→ Set task: Count the lines below that contain the word "baseboard", treating uppercase and lowercase as distinct, and reply with that number alone.

============================================================

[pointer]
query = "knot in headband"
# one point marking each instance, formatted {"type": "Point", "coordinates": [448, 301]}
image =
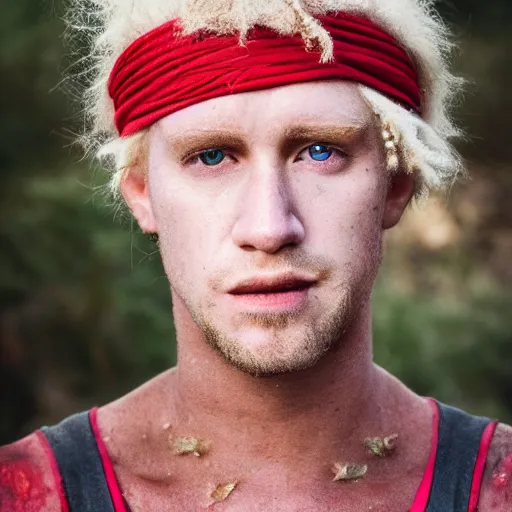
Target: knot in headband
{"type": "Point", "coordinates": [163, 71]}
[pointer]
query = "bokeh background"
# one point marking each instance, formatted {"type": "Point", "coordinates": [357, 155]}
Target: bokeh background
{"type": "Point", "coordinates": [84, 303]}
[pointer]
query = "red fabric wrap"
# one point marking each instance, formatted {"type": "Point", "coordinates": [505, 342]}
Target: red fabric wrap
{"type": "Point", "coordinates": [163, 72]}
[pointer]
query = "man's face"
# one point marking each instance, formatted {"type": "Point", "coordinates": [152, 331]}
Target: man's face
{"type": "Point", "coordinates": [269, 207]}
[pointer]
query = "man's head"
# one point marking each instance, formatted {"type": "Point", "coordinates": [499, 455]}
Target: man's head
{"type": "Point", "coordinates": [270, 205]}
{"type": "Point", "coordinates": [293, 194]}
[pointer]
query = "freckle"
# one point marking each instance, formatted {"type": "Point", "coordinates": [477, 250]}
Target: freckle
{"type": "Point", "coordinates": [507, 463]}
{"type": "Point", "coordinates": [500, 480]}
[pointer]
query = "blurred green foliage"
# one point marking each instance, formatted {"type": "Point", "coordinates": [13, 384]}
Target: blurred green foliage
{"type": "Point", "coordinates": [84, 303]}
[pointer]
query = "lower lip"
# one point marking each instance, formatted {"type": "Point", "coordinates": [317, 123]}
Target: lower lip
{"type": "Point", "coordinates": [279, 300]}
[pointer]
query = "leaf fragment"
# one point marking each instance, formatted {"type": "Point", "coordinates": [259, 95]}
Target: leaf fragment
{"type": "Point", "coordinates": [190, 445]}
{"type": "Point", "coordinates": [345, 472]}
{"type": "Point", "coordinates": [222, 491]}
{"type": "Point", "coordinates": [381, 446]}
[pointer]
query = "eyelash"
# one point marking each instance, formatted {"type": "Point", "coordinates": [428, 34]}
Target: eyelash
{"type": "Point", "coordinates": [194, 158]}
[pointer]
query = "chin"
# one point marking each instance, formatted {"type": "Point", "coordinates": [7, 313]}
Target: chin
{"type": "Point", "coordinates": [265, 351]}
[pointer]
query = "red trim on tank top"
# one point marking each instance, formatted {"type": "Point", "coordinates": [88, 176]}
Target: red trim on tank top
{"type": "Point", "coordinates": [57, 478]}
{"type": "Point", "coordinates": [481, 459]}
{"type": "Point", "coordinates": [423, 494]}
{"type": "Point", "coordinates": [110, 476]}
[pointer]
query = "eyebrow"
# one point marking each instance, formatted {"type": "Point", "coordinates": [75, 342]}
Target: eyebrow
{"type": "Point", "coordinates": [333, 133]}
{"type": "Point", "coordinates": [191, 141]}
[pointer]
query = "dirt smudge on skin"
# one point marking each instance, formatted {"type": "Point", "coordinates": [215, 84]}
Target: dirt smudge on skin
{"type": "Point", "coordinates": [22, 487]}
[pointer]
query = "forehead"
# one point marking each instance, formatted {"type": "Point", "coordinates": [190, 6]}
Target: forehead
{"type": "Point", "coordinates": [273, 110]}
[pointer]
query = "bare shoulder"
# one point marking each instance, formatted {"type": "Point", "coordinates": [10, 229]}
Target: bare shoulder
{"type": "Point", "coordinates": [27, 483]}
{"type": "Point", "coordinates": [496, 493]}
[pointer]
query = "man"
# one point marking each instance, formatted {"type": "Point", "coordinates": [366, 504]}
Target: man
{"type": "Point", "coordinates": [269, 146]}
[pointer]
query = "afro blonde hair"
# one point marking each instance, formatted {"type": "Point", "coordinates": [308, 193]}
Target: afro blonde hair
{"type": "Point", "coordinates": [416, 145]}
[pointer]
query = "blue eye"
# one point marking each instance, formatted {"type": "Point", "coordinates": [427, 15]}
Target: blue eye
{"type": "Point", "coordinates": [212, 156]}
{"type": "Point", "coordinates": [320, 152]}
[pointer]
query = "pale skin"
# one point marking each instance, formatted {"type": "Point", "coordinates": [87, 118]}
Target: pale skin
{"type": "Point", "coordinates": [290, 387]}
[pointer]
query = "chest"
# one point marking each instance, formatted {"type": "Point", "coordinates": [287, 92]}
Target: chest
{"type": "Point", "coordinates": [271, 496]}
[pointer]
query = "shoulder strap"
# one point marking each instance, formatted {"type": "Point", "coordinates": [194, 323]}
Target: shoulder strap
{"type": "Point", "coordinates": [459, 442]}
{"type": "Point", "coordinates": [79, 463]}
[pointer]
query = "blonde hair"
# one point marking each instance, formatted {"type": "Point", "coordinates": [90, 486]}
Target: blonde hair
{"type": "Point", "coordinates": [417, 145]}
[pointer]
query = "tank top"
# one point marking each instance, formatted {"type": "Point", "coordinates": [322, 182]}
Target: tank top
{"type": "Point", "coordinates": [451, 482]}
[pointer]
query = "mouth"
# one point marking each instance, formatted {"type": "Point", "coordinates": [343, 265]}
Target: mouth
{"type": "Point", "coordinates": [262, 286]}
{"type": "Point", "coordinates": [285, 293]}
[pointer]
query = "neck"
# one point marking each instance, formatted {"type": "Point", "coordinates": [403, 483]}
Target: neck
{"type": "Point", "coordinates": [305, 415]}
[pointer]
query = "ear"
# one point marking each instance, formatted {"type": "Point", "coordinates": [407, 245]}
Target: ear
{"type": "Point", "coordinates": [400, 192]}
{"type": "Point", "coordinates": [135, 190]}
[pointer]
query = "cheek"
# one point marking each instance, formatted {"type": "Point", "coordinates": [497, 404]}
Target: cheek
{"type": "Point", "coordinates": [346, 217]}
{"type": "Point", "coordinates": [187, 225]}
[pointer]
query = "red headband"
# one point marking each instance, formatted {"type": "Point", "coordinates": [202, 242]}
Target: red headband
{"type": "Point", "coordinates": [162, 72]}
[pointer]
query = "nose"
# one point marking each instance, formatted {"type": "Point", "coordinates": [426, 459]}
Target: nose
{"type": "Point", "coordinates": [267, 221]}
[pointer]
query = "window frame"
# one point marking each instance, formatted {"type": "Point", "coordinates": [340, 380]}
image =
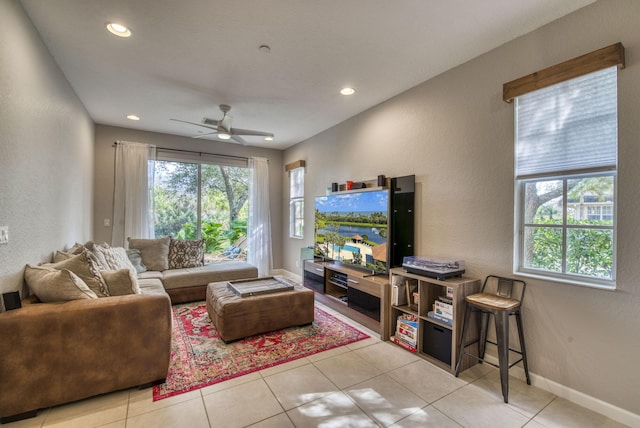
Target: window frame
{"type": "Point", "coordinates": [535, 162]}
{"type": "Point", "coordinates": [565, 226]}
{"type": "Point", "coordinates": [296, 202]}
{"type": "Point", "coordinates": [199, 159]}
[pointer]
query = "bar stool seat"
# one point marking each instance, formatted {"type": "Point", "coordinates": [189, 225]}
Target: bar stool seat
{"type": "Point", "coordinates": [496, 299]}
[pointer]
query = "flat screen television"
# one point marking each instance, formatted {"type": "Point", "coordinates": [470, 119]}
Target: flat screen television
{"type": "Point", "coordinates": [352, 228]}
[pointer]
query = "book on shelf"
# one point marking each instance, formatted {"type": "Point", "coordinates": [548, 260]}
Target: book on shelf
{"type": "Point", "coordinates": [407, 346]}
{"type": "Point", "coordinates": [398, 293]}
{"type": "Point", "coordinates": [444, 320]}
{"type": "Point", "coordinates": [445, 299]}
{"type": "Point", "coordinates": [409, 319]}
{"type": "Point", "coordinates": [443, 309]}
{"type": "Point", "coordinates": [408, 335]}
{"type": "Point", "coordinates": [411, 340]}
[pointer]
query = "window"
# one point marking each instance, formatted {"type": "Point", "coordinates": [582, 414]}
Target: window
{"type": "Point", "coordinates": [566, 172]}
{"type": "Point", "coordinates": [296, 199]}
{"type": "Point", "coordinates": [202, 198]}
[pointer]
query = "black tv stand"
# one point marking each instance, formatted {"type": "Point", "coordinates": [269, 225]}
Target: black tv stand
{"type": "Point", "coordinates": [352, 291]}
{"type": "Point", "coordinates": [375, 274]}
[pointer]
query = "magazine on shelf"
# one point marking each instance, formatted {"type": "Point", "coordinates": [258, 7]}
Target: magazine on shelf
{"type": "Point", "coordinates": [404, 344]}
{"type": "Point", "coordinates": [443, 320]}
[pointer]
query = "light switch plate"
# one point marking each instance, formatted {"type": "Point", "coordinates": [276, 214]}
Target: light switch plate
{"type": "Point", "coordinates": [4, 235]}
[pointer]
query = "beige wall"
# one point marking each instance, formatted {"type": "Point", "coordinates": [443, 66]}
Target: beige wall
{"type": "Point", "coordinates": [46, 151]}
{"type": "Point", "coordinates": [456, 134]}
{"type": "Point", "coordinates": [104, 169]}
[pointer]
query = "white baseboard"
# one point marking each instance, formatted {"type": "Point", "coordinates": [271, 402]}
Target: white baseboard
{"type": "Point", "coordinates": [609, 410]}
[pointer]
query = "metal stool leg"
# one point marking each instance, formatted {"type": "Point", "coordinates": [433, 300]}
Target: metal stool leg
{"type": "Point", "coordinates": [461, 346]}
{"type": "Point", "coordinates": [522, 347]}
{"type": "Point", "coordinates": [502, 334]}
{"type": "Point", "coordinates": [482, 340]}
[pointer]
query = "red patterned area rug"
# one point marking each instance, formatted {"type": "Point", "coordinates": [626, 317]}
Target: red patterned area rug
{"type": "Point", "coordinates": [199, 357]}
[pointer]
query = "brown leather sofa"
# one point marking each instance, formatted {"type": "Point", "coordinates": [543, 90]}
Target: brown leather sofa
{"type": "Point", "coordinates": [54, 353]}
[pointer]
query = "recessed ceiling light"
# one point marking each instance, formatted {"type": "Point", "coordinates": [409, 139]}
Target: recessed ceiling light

============================================================

→ In response: 2